* Task *
Copy each line of the material in which the word "gondola" appears.

Task data START

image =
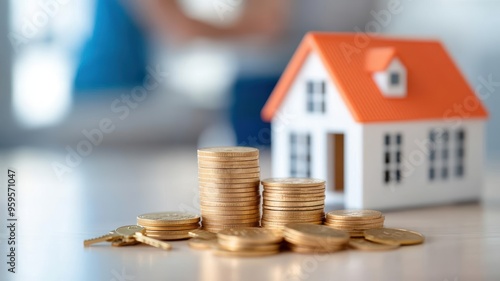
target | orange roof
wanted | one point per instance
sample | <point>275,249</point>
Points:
<point>435,85</point>
<point>378,59</point>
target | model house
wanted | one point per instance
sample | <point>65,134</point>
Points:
<point>388,122</point>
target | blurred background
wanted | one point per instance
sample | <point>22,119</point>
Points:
<point>194,72</point>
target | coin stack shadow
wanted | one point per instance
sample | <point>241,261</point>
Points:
<point>355,222</point>
<point>309,238</point>
<point>292,200</point>
<point>169,225</point>
<point>228,180</point>
<point>248,242</point>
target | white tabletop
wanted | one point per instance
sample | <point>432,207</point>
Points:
<point>111,187</point>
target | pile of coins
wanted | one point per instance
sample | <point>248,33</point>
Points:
<point>355,222</point>
<point>311,238</point>
<point>229,187</point>
<point>168,225</point>
<point>248,242</point>
<point>292,200</point>
<point>202,239</point>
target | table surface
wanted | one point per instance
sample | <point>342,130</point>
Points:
<point>110,187</point>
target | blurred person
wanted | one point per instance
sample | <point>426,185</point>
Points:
<point>264,37</point>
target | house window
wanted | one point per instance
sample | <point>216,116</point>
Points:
<point>439,148</point>
<point>300,155</point>
<point>460,152</point>
<point>316,95</point>
<point>395,79</point>
<point>392,158</point>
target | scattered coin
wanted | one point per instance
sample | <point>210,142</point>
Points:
<point>309,238</point>
<point>354,221</point>
<point>366,245</point>
<point>168,225</point>
<point>394,236</point>
<point>202,244</point>
<point>202,234</point>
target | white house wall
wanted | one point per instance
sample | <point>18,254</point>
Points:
<point>292,116</point>
<point>415,188</point>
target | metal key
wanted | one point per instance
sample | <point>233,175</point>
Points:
<point>110,237</point>
<point>121,243</point>
<point>130,233</point>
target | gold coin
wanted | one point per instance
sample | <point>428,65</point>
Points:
<point>294,208</point>
<point>232,213</point>
<point>202,234</point>
<point>202,244</point>
<point>355,222</point>
<point>394,236</point>
<point>251,235</point>
<point>168,237</point>
<point>229,186</point>
<point>365,245</point>
<point>229,176</point>
<point>229,199</point>
<point>314,250</point>
<point>269,203</point>
<point>291,220</point>
<point>226,253</point>
<point>299,196</point>
<point>356,233</point>
<point>230,216</point>
<point>287,182</point>
<point>287,198</point>
<point>232,195</point>
<point>167,232</point>
<point>218,227</point>
<point>357,228</point>
<point>225,209</point>
<point>228,171</point>
<point>228,151</point>
<point>228,191</point>
<point>223,159</point>
<point>295,191</point>
<point>229,204</point>
<point>167,218</point>
<point>173,227</point>
<point>316,231</point>
<point>273,213</point>
<point>308,242</point>
<point>228,164</point>
<point>253,180</point>
<point>282,223</point>
<point>236,247</point>
<point>229,221</point>
<point>353,215</point>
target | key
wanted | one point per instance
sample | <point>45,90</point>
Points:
<point>110,237</point>
<point>130,233</point>
<point>121,243</point>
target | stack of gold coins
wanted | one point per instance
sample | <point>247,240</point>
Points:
<point>311,238</point>
<point>229,187</point>
<point>169,225</point>
<point>248,242</point>
<point>354,221</point>
<point>292,200</point>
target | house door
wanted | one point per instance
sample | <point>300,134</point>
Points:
<point>336,162</point>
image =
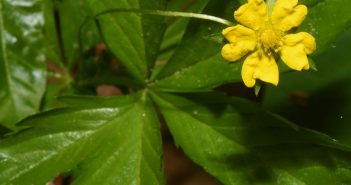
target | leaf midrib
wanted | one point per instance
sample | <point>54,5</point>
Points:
<point>5,61</point>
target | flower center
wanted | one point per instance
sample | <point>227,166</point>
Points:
<point>269,39</point>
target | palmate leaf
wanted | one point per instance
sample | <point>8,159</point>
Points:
<point>22,69</point>
<point>239,143</point>
<point>197,64</point>
<point>134,38</point>
<point>104,141</point>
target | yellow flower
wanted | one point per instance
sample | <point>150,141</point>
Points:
<point>261,36</point>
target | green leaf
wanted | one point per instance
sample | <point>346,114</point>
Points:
<point>326,20</point>
<point>133,38</point>
<point>197,64</point>
<point>112,140</point>
<point>199,78</point>
<point>22,69</point>
<point>239,143</point>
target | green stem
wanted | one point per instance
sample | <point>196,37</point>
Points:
<point>151,12</point>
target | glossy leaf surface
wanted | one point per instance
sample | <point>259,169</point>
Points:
<point>22,69</point>
<point>239,143</point>
<point>108,141</point>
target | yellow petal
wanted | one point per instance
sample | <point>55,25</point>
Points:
<point>295,49</point>
<point>252,14</point>
<point>259,66</point>
<point>241,41</point>
<point>287,14</point>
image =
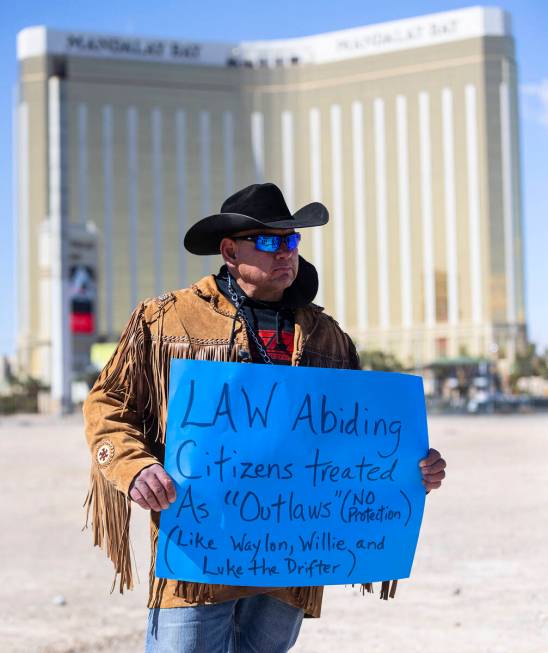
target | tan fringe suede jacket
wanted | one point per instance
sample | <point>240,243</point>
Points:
<point>125,417</point>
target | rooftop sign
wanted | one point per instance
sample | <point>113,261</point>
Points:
<point>422,31</point>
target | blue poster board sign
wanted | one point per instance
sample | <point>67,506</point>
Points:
<point>291,476</point>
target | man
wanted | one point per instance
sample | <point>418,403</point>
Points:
<point>258,309</point>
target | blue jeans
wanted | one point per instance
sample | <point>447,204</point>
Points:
<point>256,624</point>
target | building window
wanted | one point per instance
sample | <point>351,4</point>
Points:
<point>441,295</point>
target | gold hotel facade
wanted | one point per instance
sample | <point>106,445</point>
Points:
<point>407,131</point>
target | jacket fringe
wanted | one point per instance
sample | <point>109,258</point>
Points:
<point>110,512</point>
<point>140,368</point>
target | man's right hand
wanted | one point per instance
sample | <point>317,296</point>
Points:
<point>153,488</point>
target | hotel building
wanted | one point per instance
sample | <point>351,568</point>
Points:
<point>406,130</point>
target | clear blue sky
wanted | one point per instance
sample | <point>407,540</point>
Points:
<point>247,20</point>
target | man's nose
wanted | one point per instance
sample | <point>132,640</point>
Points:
<point>284,251</point>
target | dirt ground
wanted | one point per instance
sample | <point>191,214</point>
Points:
<point>479,583</point>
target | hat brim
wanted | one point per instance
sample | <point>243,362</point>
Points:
<point>204,237</point>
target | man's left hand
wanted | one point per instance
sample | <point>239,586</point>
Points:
<point>433,470</point>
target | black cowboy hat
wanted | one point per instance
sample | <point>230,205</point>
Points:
<point>257,206</point>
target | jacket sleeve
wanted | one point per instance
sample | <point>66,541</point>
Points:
<point>114,410</point>
<point>114,416</point>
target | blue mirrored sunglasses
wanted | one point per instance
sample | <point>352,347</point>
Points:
<point>272,243</point>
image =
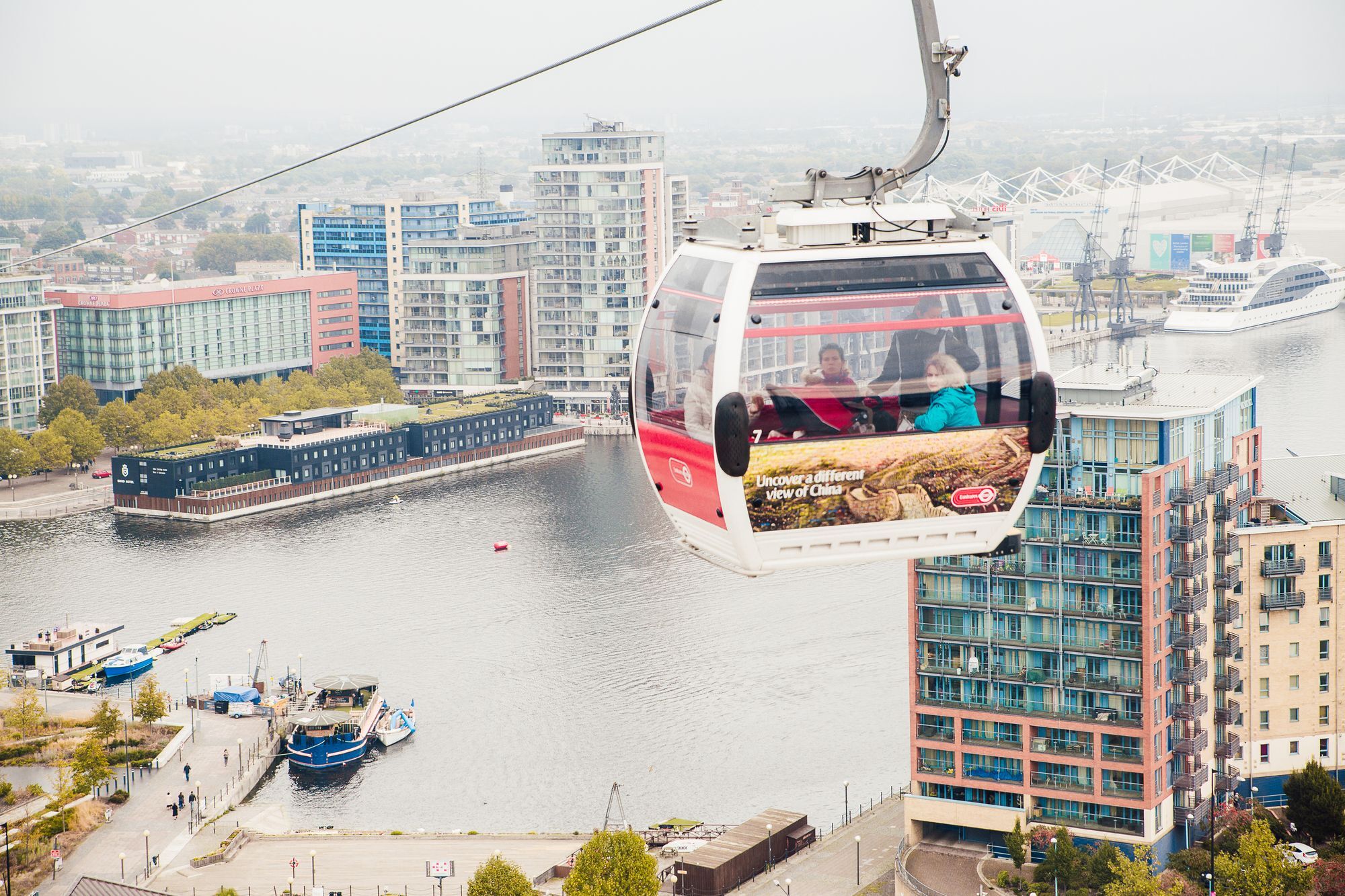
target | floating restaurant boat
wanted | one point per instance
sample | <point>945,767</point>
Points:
<point>337,731</point>
<point>396,725</point>
<point>128,663</point>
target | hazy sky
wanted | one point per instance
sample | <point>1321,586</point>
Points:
<point>177,67</point>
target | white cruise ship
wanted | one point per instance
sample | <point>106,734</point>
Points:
<point>1238,295</point>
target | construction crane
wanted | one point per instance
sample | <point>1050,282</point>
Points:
<point>1276,241</point>
<point>1086,304</point>
<point>1246,247</point>
<point>1122,306</point>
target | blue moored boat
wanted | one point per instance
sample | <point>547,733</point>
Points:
<point>128,663</point>
<point>337,732</point>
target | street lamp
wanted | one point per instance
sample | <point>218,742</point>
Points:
<point>1055,865</point>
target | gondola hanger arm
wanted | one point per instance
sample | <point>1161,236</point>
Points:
<point>939,60</point>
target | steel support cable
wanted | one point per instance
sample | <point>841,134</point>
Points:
<point>481,95</point>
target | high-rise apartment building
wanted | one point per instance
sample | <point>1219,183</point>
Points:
<point>28,346</point>
<point>1291,657</point>
<point>606,233</point>
<point>372,239</point>
<point>1089,681</point>
<point>465,322</point>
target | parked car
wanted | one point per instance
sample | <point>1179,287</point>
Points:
<point>1303,852</point>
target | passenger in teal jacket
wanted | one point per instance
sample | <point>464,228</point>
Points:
<point>954,401</point>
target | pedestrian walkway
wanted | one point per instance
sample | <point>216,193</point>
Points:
<point>829,868</point>
<point>216,783</point>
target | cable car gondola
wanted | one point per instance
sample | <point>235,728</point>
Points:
<point>804,401</point>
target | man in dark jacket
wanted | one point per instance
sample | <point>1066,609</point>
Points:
<point>911,352</point>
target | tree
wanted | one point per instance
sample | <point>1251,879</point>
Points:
<point>614,862</point>
<point>1261,868</point>
<point>1136,876</point>
<point>1017,844</point>
<point>26,715</point>
<point>106,719</point>
<point>53,451</point>
<point>120,424</point>
<point>498,876</point>
<point>1316,802</point>
<point>166,430</point>
<point>83,436</point>
<point>18,456</point>
<point>1330,876</point>
<point>91,763</point>
<point>71,392</point>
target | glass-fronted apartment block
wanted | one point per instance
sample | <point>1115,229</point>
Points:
<point>1089,681</point>
<point>466,311</point>
<point>28,346</point>
<point>372,239</point>
<point>1289,657</point>
<point>227,327</point>
<point>605,217</point>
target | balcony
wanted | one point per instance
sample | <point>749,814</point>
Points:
<point>1229,645</point>
<point>1191,602</point>
<point>1191,708</point>
<point>1229,680</point>
<point>1292,567</point>
<point>1062,782</point>
<point>1190,494</point>
<point>1192,745</point>
<point>1190,533</point>
<point>1122,754</point>
<point>1122,790</point>
<point>1229,713</point>
<point>1192,673</point>
<point>1194,814</point>
<point>1091,821</point>
<point>1191,638</point>
<point>1229,745</point>
<point>1288,600</point>
<point>1062,747</point>
<point>1192,776</point>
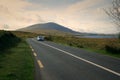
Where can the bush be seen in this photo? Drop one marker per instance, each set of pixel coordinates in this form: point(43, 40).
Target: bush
point(7, 40)
point(113, 46)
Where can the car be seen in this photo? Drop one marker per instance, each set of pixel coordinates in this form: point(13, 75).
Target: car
point(40, 38)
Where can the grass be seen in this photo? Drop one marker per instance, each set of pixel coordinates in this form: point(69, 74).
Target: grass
point(104, 46)
point(17, 63)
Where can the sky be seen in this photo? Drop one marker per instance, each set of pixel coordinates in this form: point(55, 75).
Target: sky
point(79, 15)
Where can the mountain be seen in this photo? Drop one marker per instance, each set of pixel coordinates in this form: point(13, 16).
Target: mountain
point(47, 28)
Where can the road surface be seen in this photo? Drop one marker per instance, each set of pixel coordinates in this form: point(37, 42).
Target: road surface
point(58, 62)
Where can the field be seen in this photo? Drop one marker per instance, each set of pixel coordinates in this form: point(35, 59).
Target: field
point(105, 46)
point(16, 61)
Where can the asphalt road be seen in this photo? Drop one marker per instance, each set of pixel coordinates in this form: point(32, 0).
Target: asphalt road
point(58, 62)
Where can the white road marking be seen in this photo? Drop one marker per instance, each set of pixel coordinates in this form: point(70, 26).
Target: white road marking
point(97, 65)
point(40, 64)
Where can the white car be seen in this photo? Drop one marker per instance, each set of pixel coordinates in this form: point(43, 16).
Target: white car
point(40, 38)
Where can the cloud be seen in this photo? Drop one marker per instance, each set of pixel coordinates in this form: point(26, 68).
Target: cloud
point(82, 15)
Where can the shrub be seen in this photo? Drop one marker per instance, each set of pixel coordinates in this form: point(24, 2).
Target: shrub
point(7, 40)
point(113, 46)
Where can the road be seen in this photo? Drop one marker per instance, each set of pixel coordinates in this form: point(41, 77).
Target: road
point(58, 62)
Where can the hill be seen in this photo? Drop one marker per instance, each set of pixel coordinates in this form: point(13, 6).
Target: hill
point(49, 28)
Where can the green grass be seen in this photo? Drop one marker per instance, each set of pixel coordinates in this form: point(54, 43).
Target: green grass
point(109, 47)
point(17, 63)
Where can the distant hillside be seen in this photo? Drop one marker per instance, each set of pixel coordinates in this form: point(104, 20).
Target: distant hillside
point(47, 28)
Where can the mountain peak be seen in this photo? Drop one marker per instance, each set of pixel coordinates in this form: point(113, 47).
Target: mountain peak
point(50, 26)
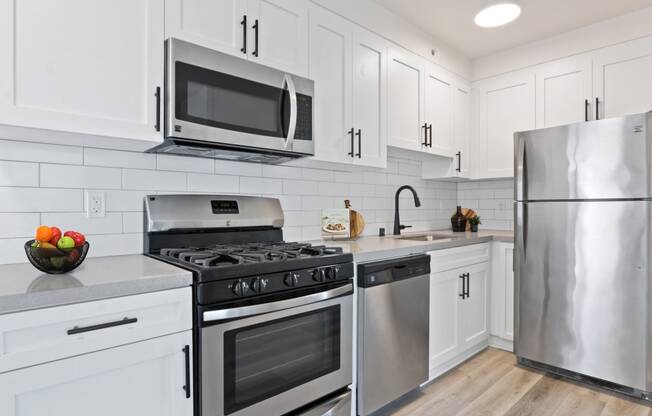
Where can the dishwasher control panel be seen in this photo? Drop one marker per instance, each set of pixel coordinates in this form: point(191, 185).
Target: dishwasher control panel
point(393, 270)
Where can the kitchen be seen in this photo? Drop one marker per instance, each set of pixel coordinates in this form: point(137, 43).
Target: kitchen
point(204, 261)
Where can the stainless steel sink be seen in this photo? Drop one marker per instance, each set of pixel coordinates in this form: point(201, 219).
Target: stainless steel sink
point(425, 237)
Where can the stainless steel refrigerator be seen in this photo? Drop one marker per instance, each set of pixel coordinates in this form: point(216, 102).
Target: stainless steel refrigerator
point(583, 251)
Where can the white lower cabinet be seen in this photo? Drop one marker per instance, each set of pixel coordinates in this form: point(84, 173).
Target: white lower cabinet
point(459, 319)
point(502, 295)
point(146, 378)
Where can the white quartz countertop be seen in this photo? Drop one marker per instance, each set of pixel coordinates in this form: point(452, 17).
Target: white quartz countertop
point(378, 248)
point(23, 287)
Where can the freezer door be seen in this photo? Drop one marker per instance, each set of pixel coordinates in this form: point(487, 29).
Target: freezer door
point(582, 288)
point(605, 159)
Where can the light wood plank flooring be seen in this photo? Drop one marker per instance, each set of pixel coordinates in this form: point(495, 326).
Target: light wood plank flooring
point(491, 384)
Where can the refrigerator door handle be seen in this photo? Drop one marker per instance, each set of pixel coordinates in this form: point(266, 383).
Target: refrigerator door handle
point(520, 171)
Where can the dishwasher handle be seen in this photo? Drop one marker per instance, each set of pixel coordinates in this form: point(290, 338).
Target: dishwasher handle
point(393, 270)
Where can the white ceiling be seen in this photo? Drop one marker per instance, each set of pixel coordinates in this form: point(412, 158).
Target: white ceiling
point(452, 20)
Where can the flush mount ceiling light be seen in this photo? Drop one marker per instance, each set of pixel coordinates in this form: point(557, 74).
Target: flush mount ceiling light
point(497, 14)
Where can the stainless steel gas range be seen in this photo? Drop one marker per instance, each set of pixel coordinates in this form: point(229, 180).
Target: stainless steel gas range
point(273, 320)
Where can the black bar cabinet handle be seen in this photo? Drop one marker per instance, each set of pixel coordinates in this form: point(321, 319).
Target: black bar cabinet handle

Task data END

* Exercise answer *
target | gondola hanger arm
target | cable car gondola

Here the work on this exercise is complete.